Starting at the line that contains "Point out the signboard", copy each line through the final one exactly as written.

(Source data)
-- Begin --
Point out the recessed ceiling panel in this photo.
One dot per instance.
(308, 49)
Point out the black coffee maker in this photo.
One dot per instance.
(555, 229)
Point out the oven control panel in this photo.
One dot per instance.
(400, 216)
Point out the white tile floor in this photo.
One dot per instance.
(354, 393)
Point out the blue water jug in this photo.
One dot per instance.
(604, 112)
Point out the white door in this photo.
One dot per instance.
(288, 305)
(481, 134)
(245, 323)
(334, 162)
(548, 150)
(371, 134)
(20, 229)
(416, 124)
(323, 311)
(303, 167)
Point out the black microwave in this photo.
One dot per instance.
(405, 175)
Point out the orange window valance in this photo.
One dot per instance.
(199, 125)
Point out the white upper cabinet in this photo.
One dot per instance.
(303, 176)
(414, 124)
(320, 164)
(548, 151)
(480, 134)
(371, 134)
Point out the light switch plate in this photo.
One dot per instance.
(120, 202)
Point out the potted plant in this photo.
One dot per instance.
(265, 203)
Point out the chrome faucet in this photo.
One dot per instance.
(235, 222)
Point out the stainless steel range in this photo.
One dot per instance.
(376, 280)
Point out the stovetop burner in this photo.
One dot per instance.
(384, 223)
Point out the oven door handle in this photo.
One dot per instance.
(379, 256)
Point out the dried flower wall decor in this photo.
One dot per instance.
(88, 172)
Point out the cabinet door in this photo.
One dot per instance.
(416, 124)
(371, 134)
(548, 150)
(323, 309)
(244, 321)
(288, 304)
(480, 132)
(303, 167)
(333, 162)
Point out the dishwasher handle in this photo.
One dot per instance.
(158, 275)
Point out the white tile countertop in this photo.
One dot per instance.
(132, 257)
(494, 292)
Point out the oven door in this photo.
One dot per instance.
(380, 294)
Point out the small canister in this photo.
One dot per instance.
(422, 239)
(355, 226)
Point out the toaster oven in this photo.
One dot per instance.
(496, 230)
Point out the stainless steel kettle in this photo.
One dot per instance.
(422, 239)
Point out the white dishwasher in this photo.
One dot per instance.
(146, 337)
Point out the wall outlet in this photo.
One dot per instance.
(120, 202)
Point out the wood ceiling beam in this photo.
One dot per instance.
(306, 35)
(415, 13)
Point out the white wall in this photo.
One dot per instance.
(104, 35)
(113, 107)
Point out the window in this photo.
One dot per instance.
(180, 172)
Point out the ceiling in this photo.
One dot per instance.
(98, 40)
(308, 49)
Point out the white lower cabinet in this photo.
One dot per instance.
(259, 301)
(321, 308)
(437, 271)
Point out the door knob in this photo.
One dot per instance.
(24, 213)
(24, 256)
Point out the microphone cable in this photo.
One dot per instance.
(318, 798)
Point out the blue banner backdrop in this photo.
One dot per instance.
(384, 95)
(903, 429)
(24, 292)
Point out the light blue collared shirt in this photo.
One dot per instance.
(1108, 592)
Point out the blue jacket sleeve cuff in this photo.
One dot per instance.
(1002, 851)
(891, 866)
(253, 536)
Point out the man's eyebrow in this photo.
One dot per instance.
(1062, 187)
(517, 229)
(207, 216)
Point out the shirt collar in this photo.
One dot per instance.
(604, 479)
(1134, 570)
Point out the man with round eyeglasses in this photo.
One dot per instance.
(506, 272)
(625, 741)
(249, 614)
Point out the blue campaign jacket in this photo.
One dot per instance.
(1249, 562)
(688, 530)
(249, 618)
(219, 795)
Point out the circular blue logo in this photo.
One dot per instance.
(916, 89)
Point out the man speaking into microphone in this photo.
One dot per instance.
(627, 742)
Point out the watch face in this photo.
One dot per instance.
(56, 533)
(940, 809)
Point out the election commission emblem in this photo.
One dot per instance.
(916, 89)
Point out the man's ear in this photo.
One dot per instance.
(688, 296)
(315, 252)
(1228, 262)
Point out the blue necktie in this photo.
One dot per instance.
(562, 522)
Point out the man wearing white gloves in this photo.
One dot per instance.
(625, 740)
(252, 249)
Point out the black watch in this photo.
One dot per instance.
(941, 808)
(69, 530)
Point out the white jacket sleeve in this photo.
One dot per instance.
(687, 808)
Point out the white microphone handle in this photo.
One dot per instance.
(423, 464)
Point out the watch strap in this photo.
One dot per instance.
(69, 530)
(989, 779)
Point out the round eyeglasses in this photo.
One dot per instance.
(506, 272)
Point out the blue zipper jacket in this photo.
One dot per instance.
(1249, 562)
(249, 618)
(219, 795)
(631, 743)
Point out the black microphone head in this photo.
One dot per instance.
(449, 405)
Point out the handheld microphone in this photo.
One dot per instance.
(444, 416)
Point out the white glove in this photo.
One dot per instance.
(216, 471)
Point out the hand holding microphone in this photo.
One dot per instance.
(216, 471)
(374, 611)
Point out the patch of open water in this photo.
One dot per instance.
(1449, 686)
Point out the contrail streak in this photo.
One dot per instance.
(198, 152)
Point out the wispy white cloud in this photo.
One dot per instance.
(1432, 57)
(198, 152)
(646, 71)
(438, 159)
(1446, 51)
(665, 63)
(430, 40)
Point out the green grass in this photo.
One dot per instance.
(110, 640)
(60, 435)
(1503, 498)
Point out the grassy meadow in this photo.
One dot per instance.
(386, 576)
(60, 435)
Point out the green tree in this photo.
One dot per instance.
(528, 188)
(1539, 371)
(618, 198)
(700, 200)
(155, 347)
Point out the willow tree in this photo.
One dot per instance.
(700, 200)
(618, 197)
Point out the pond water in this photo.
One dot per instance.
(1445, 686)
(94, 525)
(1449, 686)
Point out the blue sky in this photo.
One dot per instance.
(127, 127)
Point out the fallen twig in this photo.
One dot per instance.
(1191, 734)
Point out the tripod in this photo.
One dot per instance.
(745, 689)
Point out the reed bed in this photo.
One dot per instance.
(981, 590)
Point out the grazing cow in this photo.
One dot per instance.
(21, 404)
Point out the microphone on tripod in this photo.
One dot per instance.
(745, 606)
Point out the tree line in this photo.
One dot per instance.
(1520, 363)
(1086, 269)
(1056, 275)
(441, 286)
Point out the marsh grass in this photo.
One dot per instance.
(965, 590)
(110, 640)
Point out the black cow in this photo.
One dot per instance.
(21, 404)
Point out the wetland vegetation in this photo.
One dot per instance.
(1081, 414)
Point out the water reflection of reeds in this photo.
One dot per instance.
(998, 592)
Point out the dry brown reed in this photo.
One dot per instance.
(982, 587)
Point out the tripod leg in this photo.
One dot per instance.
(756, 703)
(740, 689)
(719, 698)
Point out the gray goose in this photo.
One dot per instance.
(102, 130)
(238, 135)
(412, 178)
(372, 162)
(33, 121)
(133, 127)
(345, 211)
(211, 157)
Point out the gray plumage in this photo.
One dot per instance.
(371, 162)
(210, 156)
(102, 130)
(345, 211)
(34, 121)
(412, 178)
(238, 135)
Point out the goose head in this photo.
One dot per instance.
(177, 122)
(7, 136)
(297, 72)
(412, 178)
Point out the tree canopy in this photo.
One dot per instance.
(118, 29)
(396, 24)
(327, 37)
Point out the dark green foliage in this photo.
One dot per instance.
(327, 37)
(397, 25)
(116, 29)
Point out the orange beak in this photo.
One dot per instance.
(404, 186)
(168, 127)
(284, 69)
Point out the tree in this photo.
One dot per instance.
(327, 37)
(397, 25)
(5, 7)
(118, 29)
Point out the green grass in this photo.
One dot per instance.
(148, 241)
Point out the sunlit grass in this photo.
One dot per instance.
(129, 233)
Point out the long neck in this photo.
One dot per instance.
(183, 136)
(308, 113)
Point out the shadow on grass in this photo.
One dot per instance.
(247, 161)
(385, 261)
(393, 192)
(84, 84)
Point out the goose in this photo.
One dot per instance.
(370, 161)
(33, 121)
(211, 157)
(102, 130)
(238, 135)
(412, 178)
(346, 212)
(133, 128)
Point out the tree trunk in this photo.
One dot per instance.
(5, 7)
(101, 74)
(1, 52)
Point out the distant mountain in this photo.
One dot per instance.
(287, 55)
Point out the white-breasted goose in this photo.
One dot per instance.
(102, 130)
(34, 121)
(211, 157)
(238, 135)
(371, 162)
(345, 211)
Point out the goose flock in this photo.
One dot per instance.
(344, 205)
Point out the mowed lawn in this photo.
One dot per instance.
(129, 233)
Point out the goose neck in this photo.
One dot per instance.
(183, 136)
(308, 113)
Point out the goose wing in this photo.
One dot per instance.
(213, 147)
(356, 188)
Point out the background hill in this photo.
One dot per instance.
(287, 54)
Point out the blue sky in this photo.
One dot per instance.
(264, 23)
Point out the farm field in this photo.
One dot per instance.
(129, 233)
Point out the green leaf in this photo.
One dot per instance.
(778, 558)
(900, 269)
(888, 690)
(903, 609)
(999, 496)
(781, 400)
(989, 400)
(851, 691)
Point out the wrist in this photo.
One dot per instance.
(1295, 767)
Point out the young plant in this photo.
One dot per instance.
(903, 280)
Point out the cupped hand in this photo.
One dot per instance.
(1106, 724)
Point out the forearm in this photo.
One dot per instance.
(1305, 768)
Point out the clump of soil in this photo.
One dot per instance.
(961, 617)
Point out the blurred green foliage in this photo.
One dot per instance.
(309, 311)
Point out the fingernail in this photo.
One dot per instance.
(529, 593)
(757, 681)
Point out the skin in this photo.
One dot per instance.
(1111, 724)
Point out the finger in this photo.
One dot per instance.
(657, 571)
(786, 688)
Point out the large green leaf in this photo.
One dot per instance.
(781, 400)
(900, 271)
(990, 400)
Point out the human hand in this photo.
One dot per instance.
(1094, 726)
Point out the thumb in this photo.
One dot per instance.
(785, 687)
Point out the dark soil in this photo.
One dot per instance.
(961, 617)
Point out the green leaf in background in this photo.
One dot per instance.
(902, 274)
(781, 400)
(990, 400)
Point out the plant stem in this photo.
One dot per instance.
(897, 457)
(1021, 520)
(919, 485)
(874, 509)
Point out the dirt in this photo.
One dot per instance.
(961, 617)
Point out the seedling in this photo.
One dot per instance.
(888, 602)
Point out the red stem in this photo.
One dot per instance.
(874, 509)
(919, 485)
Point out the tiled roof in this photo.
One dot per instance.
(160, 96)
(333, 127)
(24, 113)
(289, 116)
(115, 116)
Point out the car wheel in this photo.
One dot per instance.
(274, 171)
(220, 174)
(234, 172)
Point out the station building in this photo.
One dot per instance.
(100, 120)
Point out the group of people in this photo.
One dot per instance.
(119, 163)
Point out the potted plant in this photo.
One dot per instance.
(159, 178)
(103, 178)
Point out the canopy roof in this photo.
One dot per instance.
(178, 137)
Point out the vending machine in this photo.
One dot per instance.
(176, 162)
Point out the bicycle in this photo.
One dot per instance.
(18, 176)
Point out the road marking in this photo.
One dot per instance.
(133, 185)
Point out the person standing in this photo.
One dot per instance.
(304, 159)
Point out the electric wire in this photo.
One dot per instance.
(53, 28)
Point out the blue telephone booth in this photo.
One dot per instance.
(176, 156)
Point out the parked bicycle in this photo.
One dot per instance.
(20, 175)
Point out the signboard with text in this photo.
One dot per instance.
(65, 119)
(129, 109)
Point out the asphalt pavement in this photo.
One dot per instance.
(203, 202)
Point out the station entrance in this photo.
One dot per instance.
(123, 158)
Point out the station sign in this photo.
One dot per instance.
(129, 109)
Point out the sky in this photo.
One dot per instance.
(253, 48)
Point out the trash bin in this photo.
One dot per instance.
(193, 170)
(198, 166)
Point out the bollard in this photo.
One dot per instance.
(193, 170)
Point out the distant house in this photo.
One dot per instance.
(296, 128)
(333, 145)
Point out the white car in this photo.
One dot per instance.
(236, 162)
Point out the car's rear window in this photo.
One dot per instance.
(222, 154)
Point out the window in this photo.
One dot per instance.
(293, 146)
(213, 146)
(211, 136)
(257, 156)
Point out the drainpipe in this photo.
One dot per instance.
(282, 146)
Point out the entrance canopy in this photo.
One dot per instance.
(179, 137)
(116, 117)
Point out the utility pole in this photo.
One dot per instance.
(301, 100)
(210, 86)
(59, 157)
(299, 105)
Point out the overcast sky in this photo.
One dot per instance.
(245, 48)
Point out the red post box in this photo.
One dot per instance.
-- End --
▶ **THE OUTPUT**:
Point out the signboard with text in this photo.
One dot per instance.
(65, 119)
(129, 109)
Point out the asphalt pavement in this photo.
One dot per instance.
(203, 202)
Point out the station entrance in this photo.
One dot per instance.
(123, 158)
Point out the station sign in this photo.
One dot per instance.
(129, 109)
Point out the sky in this photo.
One dot per instance.
(253, 48)
Point out the trash bin in this photo.
One dot per instance.
(193, 170)
(198, 166)
Point out the bollard in this photo.
One dot per instance.
(193, 170)
Point out the distant house in this photo.
One dot per instance.
(296, 128)
(333, 145)
Point out the white car in this photo.
One dot per instance.
(236, 162)
Point out the car's rear window in this photo.
One dot per instance.
(222, 154)
Point out the window in this photo.
One dot per instance.
(293, 146)
(213, 146)
(211, 136)
(257, 156)
Point out the drainpipe in this photo.
One dot per instance.
(282, 146)
Point out the entrance canopy in this photo.
One dot per instance.
(179, 137)
(116, 117)
Point out the utility pole in this photo.
One dot per instance.
(301, 100)
(210, 86)
(59, 157)
(299, 105)
Point out the overcast sky in this photo.
One dot per instance.
(245, 48)
Point out the red post box in this photo.
One dot per instance.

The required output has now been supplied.